▶ **TO BE DONE**
Print every entry, word for word, and skip the images.

=== INPUT FOR THIS TASK ===

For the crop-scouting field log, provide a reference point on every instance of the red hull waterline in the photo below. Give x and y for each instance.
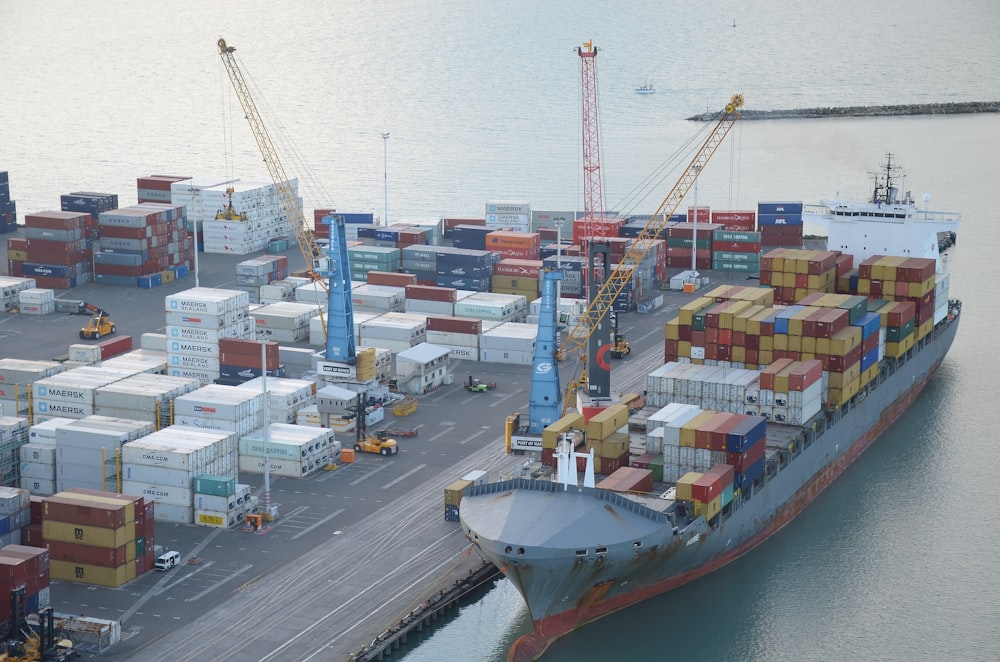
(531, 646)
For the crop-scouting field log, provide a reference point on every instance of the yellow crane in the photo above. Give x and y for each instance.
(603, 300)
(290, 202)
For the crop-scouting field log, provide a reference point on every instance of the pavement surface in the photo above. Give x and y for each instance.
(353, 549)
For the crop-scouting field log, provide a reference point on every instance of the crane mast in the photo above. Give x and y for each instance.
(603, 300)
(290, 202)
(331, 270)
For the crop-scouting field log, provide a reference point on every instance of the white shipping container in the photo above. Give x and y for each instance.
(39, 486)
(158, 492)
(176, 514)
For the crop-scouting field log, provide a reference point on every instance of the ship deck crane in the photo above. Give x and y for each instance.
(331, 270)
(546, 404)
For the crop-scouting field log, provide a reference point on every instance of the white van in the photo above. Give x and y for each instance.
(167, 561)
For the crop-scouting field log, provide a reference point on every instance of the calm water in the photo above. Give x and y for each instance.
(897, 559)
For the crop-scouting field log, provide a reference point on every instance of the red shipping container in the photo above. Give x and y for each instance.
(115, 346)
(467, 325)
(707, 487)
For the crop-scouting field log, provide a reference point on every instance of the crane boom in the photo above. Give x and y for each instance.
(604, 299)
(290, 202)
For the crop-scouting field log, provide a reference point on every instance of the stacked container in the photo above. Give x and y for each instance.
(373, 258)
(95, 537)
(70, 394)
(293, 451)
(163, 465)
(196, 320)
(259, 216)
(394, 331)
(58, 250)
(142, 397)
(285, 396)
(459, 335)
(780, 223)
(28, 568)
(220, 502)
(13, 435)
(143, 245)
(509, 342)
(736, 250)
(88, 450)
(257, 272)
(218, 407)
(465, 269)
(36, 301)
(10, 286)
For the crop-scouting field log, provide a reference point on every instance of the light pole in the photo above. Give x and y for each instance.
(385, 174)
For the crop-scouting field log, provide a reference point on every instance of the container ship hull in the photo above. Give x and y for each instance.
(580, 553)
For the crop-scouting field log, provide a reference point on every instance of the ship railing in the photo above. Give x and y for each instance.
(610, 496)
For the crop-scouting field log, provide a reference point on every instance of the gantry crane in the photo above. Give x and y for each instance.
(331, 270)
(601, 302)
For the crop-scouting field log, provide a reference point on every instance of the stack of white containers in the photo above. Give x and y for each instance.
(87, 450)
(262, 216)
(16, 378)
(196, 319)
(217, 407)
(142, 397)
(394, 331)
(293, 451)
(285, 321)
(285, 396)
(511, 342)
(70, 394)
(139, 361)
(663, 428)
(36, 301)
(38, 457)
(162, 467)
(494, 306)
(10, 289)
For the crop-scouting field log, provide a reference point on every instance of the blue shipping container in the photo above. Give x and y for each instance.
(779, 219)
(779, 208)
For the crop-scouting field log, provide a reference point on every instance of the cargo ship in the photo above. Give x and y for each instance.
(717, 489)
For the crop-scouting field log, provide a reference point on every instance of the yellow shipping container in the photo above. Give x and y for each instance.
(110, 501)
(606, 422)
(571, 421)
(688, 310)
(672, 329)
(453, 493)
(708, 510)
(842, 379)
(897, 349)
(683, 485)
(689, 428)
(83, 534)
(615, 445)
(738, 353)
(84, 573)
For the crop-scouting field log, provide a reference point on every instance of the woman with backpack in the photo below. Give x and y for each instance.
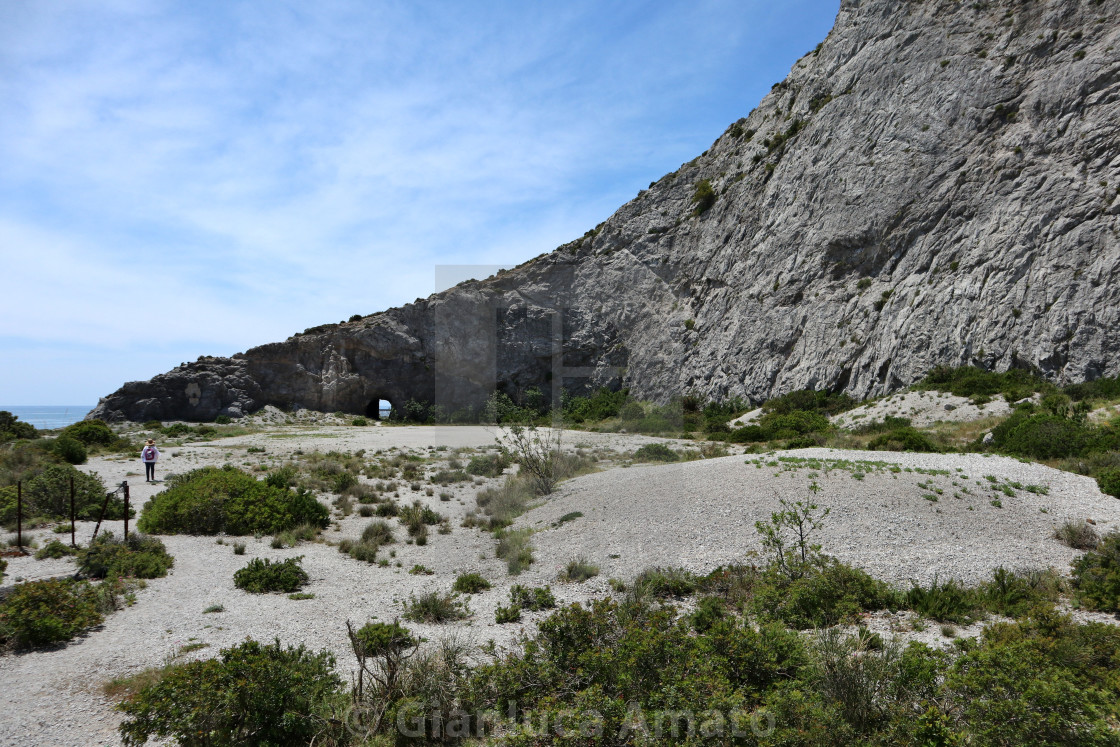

===

▶ **OUTPUT FOR THIS TASK**
For the crop-scouting field log, provide a reference point on every instance of the red hull waterline in the photo below. Give x and y for each instance.
(531, 646)
For the crop-scouting field log, provide a reference point on every instance of the yellow crane in the photo above. Give x and y for each instance.
(603, 300)
(290, 202)
For the crop-scouting field log, provide a reference point on every instance of the pavement surface in the photo above. Give x and y for each instance.
(353, 549)
For the crop-scouting field log, provide a reference point on every instance of the crane mast in the photo above. Give x and y for each instance.
(603, 300)
(290, 202)
(331, 270)
For the crop-scouting field log, provide a reference point on every instance of the white shipping container in the photo above. Give x and y for each instance.
(39, 486)
(158, 492)
(176, 514)
For the crop-scouting field log, provide a reference point on every instance of the ship deck crane in the photo above. Give x and y for each instance.
(331, 270)
(546, 404)
For the crop-scouting field log, provide a reference point on every instance of the white van in the photo above. Give x and y for each instance.
(167, 561)
For the crop-scouting field log, provide a reference point on every instance of the calm water in the photo above. Give x and y for each instance.
(897, 559)
For the crop-scouting field log, provide a reference point on every instance of the red shipping container in the photo above. Give x and y for each instance.
(115, 346)
(467, 325)
(707, 487)
For the crop-scouting field log, provide a reference point on every instance of the crane boom in the photo above. Give x and y for each instance.
(604, 299)
(290, 202)
For the crop-scouting field log, provide a reference point on every instance of the stacked container in the photo above. Give x and y for each instance.
(373, 258)
(95, 537)
(70, 394)
(293, 451)
(163, 465)
(196, 320)
(259, 216)
(394, 331)
(58, 250)
(142, 397)
(285, 396)
(459, 335)
(780, 223)
(28, 568)
(220, 502)
(13, 435)
(143, 245)
(509, 342)
(736, 250)
(88, 450)
(257, 272)
(218, 407)
(465, 269)
(36, 301)
(10, 286)
For the crop-scouting field log, provide a reference point on every instance of the light pole in the photo above. Give x and y for each instance.
(385, 174)
For the crop-scouting field log, provide a reference point on every instance of the container ship hull in the photo above. Give x and y for each instance.
(580, 553)
For the crop-scouting field log, provide a reference point on every instance of the ship railing in the photo above. Give x and y for each instance.
(610, 496)
For the crop-scouting field log, provide a reference point on every instance of the gantry crane in the photo above. Give x and y for each instance.
(331, 270)
(601, 302)
For the crop-scouting field log, provide a reference point on every instance of the stack of white containers in the photo above. Give x and y for each instance.
(87, 450)
(262, 216)
(16, 378)
(196, 319)
(217, 407)
(142, 397)
(394, 331)
(293, 451)
(285, 321)
(285, 396)
(511, 342)
(70, 394)
(139, 361)
(663, 428)
(36, 301)
(38, 457)
(162, 467)
(494, 306)
(10, 289)
For the crop-scouting field log, provide a reference point on every instance of the blue shipping container in the photo above. Give x and y for each instance.
(779, 219)
(779, 208)
For the crop-scouting field log, provide a reference point on every instance of the cargo ship in the photo above. Give x and y for each instance.
(717, 489)
For the crop-scouting field log, provide a reference point on every instance of the yellow shipping container in the photo above. Give x and y for each instance.
(110, 501)
(606, 422)
(571, 421)
(688, 310)
(672, 329)
(453, 493)
(708, 510)
(842, 379)
(897, 349)
(683, 485)
(689, 428)
(83, 534)
(615, 445)
(738, 353)
(84, 573)
For the crop-scouting field log, provide a reference point on every instance of the woman with backpack in the photo below. Give x and y for each instance.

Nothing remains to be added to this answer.